*INSTRUCTIONS TO FOLLOW*: A complete, exact retyping of the data below is required.

*SUPPLIED MATERIAL*:
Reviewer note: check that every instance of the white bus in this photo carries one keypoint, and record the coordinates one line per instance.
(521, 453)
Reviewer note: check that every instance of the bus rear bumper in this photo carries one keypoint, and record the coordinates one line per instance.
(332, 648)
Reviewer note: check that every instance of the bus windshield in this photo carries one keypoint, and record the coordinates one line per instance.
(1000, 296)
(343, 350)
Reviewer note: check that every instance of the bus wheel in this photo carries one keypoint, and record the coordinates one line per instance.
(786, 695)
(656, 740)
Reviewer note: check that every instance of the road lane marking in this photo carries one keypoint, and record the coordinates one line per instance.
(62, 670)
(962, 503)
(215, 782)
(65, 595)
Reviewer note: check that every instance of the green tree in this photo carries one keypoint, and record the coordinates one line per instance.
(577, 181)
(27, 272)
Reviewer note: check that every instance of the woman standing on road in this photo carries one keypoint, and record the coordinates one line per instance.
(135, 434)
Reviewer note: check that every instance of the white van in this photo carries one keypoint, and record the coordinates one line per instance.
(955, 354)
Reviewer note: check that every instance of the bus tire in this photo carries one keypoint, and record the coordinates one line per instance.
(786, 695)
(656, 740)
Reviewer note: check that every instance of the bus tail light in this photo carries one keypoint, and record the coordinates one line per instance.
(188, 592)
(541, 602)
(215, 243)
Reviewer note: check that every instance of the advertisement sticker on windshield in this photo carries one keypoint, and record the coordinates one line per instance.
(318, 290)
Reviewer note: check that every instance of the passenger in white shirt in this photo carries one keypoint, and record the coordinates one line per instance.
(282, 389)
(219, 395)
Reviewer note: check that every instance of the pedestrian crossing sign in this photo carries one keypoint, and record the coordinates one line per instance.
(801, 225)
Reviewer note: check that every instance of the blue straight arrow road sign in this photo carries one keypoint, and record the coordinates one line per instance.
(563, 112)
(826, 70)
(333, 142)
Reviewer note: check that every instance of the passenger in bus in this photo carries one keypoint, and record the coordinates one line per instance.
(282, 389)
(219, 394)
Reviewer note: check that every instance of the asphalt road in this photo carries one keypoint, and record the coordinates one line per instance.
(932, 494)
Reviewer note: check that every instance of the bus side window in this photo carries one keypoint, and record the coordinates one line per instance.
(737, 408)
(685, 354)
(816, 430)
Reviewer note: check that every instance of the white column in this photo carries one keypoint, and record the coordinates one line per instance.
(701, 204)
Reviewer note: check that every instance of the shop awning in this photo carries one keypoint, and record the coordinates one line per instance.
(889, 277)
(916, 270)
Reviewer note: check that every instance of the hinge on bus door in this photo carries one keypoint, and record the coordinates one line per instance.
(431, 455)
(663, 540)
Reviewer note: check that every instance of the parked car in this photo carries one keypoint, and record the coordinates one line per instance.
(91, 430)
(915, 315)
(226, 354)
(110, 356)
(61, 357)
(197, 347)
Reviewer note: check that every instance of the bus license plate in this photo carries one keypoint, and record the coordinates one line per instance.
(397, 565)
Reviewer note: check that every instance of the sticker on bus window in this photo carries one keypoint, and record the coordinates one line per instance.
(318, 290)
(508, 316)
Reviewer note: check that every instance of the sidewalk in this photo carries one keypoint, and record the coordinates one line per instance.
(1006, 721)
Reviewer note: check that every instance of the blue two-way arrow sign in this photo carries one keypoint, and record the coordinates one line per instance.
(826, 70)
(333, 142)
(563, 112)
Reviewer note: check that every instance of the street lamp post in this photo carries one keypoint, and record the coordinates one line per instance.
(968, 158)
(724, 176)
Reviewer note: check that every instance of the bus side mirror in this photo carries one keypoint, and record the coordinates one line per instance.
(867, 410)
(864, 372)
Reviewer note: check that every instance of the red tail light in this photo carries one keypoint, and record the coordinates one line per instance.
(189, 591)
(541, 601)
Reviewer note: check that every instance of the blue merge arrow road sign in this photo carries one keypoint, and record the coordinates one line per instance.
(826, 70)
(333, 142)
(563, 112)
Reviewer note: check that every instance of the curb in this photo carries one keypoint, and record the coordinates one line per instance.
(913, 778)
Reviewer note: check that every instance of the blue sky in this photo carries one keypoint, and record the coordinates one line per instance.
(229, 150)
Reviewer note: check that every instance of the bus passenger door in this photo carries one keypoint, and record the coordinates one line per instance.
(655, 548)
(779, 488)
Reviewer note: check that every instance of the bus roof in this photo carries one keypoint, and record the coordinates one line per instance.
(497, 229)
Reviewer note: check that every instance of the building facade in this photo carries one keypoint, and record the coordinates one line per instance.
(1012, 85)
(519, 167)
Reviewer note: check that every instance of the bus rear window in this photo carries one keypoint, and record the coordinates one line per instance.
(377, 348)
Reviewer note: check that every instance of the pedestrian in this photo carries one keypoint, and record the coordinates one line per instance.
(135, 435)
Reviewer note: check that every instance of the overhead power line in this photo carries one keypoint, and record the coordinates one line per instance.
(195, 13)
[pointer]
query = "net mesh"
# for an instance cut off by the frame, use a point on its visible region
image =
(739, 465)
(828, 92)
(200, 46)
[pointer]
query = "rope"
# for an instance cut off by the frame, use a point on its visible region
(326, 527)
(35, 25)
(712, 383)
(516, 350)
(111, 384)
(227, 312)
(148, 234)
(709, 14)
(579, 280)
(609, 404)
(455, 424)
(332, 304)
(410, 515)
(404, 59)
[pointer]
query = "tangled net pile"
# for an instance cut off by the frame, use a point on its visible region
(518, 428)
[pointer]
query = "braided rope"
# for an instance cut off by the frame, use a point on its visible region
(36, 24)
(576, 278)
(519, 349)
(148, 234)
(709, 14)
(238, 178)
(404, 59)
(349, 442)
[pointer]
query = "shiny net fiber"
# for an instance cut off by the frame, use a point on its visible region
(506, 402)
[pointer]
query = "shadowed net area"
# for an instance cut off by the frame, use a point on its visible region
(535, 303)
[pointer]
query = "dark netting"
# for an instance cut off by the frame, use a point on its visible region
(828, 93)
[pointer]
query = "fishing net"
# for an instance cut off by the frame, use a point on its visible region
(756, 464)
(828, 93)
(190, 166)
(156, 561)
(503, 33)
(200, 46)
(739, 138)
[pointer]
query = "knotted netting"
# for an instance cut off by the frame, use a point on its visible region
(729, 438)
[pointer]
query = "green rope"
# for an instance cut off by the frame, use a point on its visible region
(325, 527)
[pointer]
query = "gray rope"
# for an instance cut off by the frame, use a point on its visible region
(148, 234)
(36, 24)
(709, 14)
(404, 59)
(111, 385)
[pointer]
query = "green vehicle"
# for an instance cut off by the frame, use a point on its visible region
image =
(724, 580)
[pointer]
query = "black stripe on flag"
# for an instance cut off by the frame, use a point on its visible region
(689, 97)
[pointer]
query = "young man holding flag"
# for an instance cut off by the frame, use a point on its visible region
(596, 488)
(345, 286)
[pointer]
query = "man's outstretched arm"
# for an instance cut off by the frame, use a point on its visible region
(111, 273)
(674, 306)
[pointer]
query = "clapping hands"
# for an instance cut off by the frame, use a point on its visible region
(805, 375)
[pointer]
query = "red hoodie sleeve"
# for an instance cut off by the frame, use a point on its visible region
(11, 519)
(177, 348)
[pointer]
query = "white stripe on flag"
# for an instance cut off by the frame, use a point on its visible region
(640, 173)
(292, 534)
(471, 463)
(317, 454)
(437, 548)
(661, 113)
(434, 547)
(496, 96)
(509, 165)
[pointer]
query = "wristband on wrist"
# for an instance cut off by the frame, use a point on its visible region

*EXERCISE ANSWER*:
Reviewer note: check that every instance of the white bus in this photo carries one keypoint, and record the coordinates one line per instance.
(521, 453)
Reviewer note: check that every instance of the bus rear bumper in this photo carries one keypoint, and record the coordinates one line per instance.
(332, 648)
Reviewer note: check that every instance of the bus windshield in this photo carries one keypoint, and record the coordinates one line per instance.
(1000, 296)
(343, 350)
Reviewer note: check that every instance of the bus wheel in this photo carries one keypoint, and record the coordinates one line per instance.
(786, 695)
(656, 740)
Reviewer note: check that every instance of the road lane marking in this photo carries one keypoint, and record the coordinates one line per instance.
(62, 670)
(962, 503)
(215, 782)
(65, 595)
Reviewer note: check that every instance of the green tree in this photo carries one keypoint, and record the coordinates one line per instance.
(577, 181)
(27, 272)
Reviewer note: check that every instance of the woman standing on road in this photo carries one keypoint, and record the coordinates one line per instance.
(135, 434)
Reviewer note: check that every instance of the white van in this photo carries one keypoint, and record the coordinates one line per instance.
(955, 354)
Reviewer note: check that every instance of the bus tire in this photo carries one keypoint, and record the coordinates one line per instance.
(786, 695)
(656, 740)
Reviewer note: check that every instance of the bus tail light in this photo carries one keypoint, and record the coordinates one line per instance.
(188, 592)
(541, 602)
(215, 243)
Reviewer note: check that every instance of the advertisement sticker on windshield in this photo carries one keypoint, and record the coordinates one line per instance.
(318, 290)
Reviewer note: check that every instance of the passenger in white shirt in this photo carries one keypoint, and record the coordinates one line per instance.
(282, 389)
(219, 395)
Reviewer note: check that every instance of the pedestrian crossing sign in this photo carries one keypoint, and record the coordinates one line per instance.
(801, 225)
Reviewer note: check that every instance of the blue straight arrow road sign in this photo carries one keypoint, and record the coordinates one line per instance.
(563, 112)
(826, 70)
(333, 142)
Reviewer note: check that every instance of the passenger in bus in this photo carries one keypoint, and record the coordinates one line per instance.
(282, 389)
(219, 394)
Reviewer note: check that every instance of the asphalt road in this photo carries one keypoint, and record the coordinates one line per instance.
(932, 494)
Reviewer note: check that every instance of the bus side window in this photo carries one keypoint, and record the coordinates one line per instance.
(737, 408)
(685, 354)
(816, 430)
Reviewer note: check that every instance of the white column in this photo carries one keypoint, and record the coordinates one line per instance.
(701, 204)
Reviewer note: check that every instance of the shop awning in this photo carries one keypoint, and record the coordinates one line per instance.
(889, 277)
(916, 270)
Reviewer note: check that every instance of the hinge on bus door in this photo carries one keypoint, and record the coordinates one line per instance.
(431, 455)
(663, 540)
Reviewer note: check that every instance of the parked car in this photo carries one keypoint, and record the coordinates one line per instance.
(91, 430)
(915, 315)
(226, 354)
(110, 356)
(61, 357)
(197, 347)
Reviewer note: check that every instance of the bus license plate in this photo carries one keypoint, and record the coordinates one line per instance.
(397, 565)
Reviewer note: check that every instance of the sticker on bus window in this photo carries one keypoint, and record the coordinates one line per instance.
(318, 290)
(508, 316)
Reviewer note: check that every instance of the sidewalk in this photo carries one keypoint, and record the coordinates one line per instance.
(1006, 721)
Reviewer note: check that every instance of the blue two-way arrow sign in this photo carries one keypoint, and record the coordinates one line per instance.
(826, 70)
(333, 142)
(563, 112)
Reviewer note: check that every instance of the street lamp post in this photo carries one keypoint, and record the coordinates one line per instance.
(968, 158)
(724, 176)
Reviewer note: check that every instance of the bus side mirror in this photo carries one keypoint, and record the coordinates one line per instance.
(867, 410)
(864, 372)
Reviewer note: check that every instance of the red tail light in this photo carries one keypoint, and record the coordinates one line per instance.
(189, 591)
(541, 601)
Reviewer note: check that every instance of the blue merge arrow road sign in this photo carries one keypoint, and record the coordinates one line per instance.
(826, 70)
(333, 142)
(563, 112)
Reviewer note: check that every instance of the curb in this photo carries one keypoint, and record the coordinates one line per instance.
(913, 778)
Reviewer note: check that every instance of the blue sky in this photo carries one keypoint, and record the coordinates one line per instance.
(229, 150)
Reviewer note: check that every instance of the bus passenger door in this photo carries one keypoint, and record the coordinates one line per instance.
(655, 548)
(779, 488)
Reviewer note: check that every instance of the bus roof in this photo carries one keypoint, and record the coordinates one line per instance.
(497, 229)
Reviewer note: check that every instance of the building facade in this photo carries one keypoint, and record the coordinates one line per instance.
(1012, 85)
(519, 167)
Reviewer note: check that every instance of the bus rear window in this photo carries one keypoint, and record the coordinates one line per instance.
(377, 348)
Reviewer note: check that every instance of the pedestrian in this photo carries one keypoint, and record the coordinates one line per instance.
(135, 435)
Reviewer note: check that every instance of the overhead power line in this photo carries one keypoint, and record the coordinates one line per instance.
(195, 13)
[pointer]
query = "net mesh"
# for an instance cut off by the frame, use a point on its visible region
image =
(739, 465)
(828, 92)
(200, 46)
[pointer]
query = "rope"
# for an instance cut off by the frame, use a point on its visible region
(326, 527)
(35, 25)
(712, 383)
(516, 350)
(111, 384)
(227, 312)
(148, 234)
(709, 14)
(579, 280)
(609, 404)
(455, 424)
(332, 304)
(410, 515)
(404, 59)
[pointer]
query = "tangled net pile"
# for an instance cut off by the frame, use a point on its visible region
(518, 428)
[pointer]
query = "braided rope"
# for an instance cut off by the frame, use a point on its visible region
(36, 24)
(576, 278)
(519, 349)
(148, 234)
(709, 14)
(238, 178)
(404, 59)
(349, 442)
[pointer]
query = "shiny net fiber"
# for an instance cut off by the frame, use a point on its visible region
(506, 402)
[pointer]
query = "shadowed net area"
# for an instance cut off by the frame, use a point on its visible region
(535, 303)
[pointer]
query = "dark netting"
# for an instance cut off by the frame, use a point on its visible region
(828, 93)
[pointer]
query = "fishing net"
# for an instance cut off by the frame, use a point on its visible region
(756, 464)
(828, 93)
(190, 166)
(156, 561)
(503, 33)
(200, 46)
(739, 138)
[pointer]
query = "knotted netting"
# for an instance cut off by the frame, use a point on its visible region
(729, 438)
[pointer]
query = "green rope"
# for an instance cut off by the frame, use a point on its visible region
(325, 527)
[pointer]
query = "gray rope"
# for an instance cut off by the frame, use a point on its visible region
(148, 234)
(36, 24)
(709, 14)
(404, 59)
(111, 385)
[pointer]
query = "green vehicle"
# for an instance cut off by the frame, use a point on its visible region
image =
(724, 580)
[pointer]
query = "black stripe on flag"
# for an instance cut off by the frame, use a point on its visible region
(689, 97)
[pointer]
query = "young man holding flag"
# for an instance cut off by the frame, use a point on its visible region
(596, 488)
(345, 286)
[pointer]
query = "man's outstretched arm"
# for an instance cut off by the frame, use a point on its visible region
(111, 273)
(674, 306)
[pointer]
query = "clapping hands"
# for an instance cut off by the frame, use a point on its visible region
(805, 375)
[pointer]
query = "red hoodie sleeve"
# for an instance cut off by the frame, use a point on its visible region
(11, 519)
(177, 348)
[pointer]
query = "white stripe on flag"
# for an instance cut off by the frame, use a point on its visible region
(640, 173)
(292, 534)
(471, 463)
(317, 454)
(437, 548)
(661, 113)
(434, 547)
(496, 96)
(509, 165)
[pointer]
query = "wristband on wrist"
# for an instance cut off by the frame, use a point on its visible region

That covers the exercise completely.